### MATERIAL PROVIDED
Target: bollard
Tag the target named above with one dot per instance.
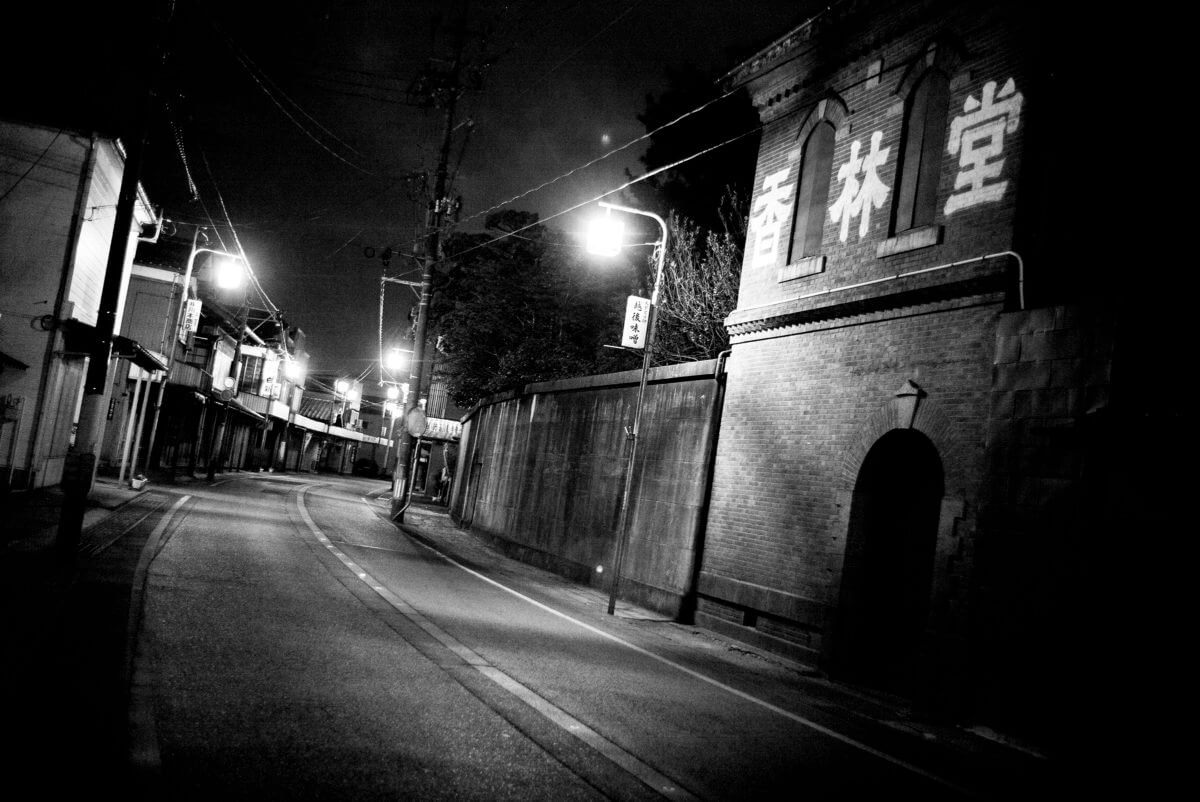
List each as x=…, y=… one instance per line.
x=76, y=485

==

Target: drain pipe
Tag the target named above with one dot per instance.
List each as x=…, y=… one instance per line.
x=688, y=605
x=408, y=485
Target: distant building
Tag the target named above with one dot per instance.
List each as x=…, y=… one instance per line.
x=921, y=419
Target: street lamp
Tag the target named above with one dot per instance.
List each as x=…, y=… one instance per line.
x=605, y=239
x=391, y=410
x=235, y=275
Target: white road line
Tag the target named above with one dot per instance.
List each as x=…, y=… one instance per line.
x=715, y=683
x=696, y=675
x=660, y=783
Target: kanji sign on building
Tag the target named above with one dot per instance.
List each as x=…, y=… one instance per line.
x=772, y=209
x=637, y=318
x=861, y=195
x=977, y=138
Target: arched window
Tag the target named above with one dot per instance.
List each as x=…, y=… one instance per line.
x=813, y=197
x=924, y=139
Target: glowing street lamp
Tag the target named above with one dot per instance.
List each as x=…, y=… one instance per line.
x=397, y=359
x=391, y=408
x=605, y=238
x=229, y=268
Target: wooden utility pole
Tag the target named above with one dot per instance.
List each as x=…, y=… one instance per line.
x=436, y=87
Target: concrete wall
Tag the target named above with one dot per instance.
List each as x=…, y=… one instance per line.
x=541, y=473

...

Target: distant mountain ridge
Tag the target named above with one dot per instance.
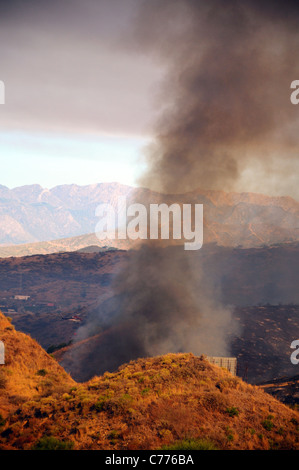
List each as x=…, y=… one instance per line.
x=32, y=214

### REQUIRED WORK
Copy the entries from the line with "Target: kanji sign on building" to the line with "x=541, y=473", both included, along with their requests. Multiply every x and y coordinate in the answers by 1.4 and round each to a whole number, rounding halves up.

### RESPONSE TO THE TASK
Target: kanji sign on building
Tag the target named above with one dot per instance.
List each as x=…, y=… one instance per line.
x=1081, y=293
x=892, y=445
x=1205, y=273
x=1368, y=193
Target: arched window
Tag the target named above with one dot per instance.
List each as x=…, y=… one instance per line.
x=1138, y=276
x=1294, y=195
Target: glowing street lamp
Tag the target named above with one dot per instance.
List each as x=…, y=… one instance per line.
x=556, y=503
x=547, y=571
x=847, y=333
x=321, y=375
Target: wooden utility pole
Tag the target named above with one dot per instance.
List each as x=…, y=… one instance per line.
x=610, y=122
Target: concrete wall
Tag the target named above with one dot per instance.
List each as x=…, y=… one instance per line.
x=757, y=662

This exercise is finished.